__What you have to do__: In the listing that follows, the lines starting at the one containing "Target: front door" and ending at the one containing "Tag the white house" are to be returned exactly, both boundary lines included, and no others.
···
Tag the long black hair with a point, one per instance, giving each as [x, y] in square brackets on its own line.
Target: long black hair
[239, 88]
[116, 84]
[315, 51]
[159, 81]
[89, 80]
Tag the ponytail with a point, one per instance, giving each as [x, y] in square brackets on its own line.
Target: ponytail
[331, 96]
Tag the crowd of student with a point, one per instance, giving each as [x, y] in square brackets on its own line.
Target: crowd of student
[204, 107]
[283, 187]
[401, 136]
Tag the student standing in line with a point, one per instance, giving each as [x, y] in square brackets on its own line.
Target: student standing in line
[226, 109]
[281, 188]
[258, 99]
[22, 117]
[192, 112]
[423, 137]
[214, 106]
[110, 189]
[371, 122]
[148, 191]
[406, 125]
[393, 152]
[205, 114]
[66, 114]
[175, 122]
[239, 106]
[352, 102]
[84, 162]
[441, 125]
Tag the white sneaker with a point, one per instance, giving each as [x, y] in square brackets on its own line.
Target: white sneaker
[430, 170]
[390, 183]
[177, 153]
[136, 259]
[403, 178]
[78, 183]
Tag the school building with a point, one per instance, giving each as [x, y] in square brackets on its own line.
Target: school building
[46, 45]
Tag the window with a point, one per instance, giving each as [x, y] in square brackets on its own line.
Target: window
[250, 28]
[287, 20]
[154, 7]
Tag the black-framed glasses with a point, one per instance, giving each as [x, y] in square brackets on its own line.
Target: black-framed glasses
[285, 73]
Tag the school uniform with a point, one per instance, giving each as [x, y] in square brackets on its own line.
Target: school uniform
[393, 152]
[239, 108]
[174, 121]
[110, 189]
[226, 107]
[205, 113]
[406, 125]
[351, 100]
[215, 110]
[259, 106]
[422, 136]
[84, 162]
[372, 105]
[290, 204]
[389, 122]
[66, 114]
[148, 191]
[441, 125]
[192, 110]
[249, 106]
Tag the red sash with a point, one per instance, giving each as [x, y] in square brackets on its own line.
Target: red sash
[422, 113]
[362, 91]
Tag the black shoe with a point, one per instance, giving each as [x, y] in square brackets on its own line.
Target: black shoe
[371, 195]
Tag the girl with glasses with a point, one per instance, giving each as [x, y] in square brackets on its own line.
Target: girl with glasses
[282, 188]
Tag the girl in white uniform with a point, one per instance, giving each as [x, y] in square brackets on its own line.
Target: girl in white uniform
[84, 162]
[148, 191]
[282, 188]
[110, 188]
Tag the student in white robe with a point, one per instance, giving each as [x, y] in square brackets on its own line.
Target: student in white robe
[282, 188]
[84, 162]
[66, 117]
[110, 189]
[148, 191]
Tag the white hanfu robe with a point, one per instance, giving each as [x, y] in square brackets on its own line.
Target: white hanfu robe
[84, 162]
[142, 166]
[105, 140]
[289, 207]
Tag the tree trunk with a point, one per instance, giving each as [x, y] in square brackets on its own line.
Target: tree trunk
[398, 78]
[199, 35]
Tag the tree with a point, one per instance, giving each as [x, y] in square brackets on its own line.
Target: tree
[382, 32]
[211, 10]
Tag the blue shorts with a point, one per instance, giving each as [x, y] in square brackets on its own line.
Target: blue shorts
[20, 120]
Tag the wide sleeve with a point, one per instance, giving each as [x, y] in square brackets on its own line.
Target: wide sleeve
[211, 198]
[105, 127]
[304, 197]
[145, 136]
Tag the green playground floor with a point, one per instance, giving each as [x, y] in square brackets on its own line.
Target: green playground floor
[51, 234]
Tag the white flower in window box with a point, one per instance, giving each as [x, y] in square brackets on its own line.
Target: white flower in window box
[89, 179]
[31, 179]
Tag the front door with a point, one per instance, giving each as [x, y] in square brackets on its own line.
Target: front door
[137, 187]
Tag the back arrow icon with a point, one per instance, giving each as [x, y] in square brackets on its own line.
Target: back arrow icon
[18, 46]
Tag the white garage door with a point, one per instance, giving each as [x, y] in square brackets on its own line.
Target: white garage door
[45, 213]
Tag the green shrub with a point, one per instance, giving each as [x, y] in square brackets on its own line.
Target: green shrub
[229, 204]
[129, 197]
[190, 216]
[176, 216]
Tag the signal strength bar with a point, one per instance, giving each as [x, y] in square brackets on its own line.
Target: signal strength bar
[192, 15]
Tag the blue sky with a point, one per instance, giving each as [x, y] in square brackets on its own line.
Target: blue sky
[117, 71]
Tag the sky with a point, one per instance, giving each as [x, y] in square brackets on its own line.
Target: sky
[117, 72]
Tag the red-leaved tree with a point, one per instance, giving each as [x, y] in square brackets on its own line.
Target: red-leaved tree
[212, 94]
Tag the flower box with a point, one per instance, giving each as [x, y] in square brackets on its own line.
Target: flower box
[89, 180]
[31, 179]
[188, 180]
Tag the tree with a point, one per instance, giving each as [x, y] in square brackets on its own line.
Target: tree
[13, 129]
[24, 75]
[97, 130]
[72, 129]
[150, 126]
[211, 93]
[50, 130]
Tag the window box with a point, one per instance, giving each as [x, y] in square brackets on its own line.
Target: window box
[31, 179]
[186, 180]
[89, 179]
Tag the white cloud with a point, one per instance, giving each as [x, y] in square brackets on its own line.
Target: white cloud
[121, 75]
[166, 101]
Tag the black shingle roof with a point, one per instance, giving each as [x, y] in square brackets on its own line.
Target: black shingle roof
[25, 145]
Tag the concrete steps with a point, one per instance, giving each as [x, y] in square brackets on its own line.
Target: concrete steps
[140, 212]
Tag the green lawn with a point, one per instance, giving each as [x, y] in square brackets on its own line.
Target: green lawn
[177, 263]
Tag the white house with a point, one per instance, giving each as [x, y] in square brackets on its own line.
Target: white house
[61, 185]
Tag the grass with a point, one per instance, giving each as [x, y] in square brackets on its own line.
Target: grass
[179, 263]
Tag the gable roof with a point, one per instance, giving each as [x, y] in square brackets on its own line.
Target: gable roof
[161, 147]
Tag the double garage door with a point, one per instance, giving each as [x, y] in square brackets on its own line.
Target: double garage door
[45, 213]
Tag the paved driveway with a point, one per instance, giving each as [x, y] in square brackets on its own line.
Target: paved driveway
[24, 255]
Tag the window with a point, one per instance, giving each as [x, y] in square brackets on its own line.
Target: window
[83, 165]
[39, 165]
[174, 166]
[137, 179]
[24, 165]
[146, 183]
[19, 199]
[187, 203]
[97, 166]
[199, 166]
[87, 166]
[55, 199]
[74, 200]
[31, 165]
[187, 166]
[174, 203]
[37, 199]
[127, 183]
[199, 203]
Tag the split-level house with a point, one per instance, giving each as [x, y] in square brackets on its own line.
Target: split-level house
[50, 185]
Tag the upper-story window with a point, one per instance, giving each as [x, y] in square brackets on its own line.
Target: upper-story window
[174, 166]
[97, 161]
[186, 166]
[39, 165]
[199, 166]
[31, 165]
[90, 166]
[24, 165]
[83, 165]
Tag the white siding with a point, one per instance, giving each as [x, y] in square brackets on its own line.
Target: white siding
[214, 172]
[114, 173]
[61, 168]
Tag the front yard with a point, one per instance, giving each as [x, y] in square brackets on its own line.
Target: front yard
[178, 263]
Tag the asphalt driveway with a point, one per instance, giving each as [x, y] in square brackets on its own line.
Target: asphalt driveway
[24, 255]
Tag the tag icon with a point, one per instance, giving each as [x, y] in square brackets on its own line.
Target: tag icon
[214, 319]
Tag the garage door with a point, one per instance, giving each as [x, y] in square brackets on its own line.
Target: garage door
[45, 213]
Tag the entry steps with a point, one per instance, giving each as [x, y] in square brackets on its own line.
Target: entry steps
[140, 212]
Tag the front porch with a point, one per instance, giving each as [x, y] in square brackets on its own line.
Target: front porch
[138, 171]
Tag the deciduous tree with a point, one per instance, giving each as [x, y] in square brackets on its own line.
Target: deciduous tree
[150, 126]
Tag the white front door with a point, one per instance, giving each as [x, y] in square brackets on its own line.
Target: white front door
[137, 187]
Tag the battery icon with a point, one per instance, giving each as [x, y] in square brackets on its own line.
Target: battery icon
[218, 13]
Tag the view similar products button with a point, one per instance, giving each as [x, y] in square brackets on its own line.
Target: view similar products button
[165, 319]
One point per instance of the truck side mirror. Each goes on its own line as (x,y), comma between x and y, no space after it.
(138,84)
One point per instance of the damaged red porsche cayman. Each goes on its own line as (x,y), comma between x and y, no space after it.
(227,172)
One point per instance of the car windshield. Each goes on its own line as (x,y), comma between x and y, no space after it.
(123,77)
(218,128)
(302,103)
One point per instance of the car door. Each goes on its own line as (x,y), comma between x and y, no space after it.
···
__Response for this exercise__:
Target: front door
[137, 187]
Tag the back arrow icon with a point, one per instance, giving each as [x, y] in square brackets on its own line.
Target: back arrow icon
[18, 46]
Tag the white garage door with a point, one per instance, giving each as [x, y] in square brackets on its own line.
Target: white garage door
[45, 213]
Tag the green shrub with a point, one per instance, giving each as [x, y] in square brackets on its own line.
Target: green shrub
[229, 204]
[129, 197]
[190, 216]
[176, 216]
Tag the signal strength bar with a point, one per instance, giving each as [x, y] in square brackets on its own line.
Target: signal strength bar
[192, 15]
Tag the blue sky with a point, one per instance, giving each as [x, y] in square brackets on its own line.
Target: blue sky
[117, 71]
Tag the sky with a point, one per instance, giving each as [x, y] in square brackets on its own line.
Target: sky
[117, 72]
Tag the red-leaved tree with a point, one per instance, giving each as [x, y] in square brackets on its own line.
Target: red-leaved tree
[212, 94]
Tag the flower box with a point, one per instance, giving each as [x, y] in square brackets on its own line.
Target: flower box
[89, 180]
[31, 179]
[188, 180]
Tag the tree with a point, one per instance, giving each as [x, y] in square brackets on its own line.
Target: tree
[13, 129]
[24, 75]
[97, 130]
[72, 129]
[150, 126]
[211, 93]
[50, 130]
Tag the window box with a point, one per instance, giving each as [x, y] in square brackets on its own line.
Target: window box
[31, 179]
[186, 180]
[89, 179]
Tag the white cloud with a point, one per instance, giving each as [x, y] in square brackets on its own line.
Target: white cloud
[121, 75]
[166, 101]
Tag the black shingle roof with a point, one per instance, giving each as [x, y] in square brackets on its own line.
Target: black shingle roof
[25, 145]
Tag the concrete steps with a point, one per instance, giving each as [x, y] in square brackets on its own line.
Target: concrete steps
[140, 212]
Tag the green lawn with a point, one per instance, giving each as [x, y] in square brackets on its own line.
Target: green lawn
[177, 263]
Tag the white house with a point, one per instance, giving each as [x, y] in square brackets on its own line.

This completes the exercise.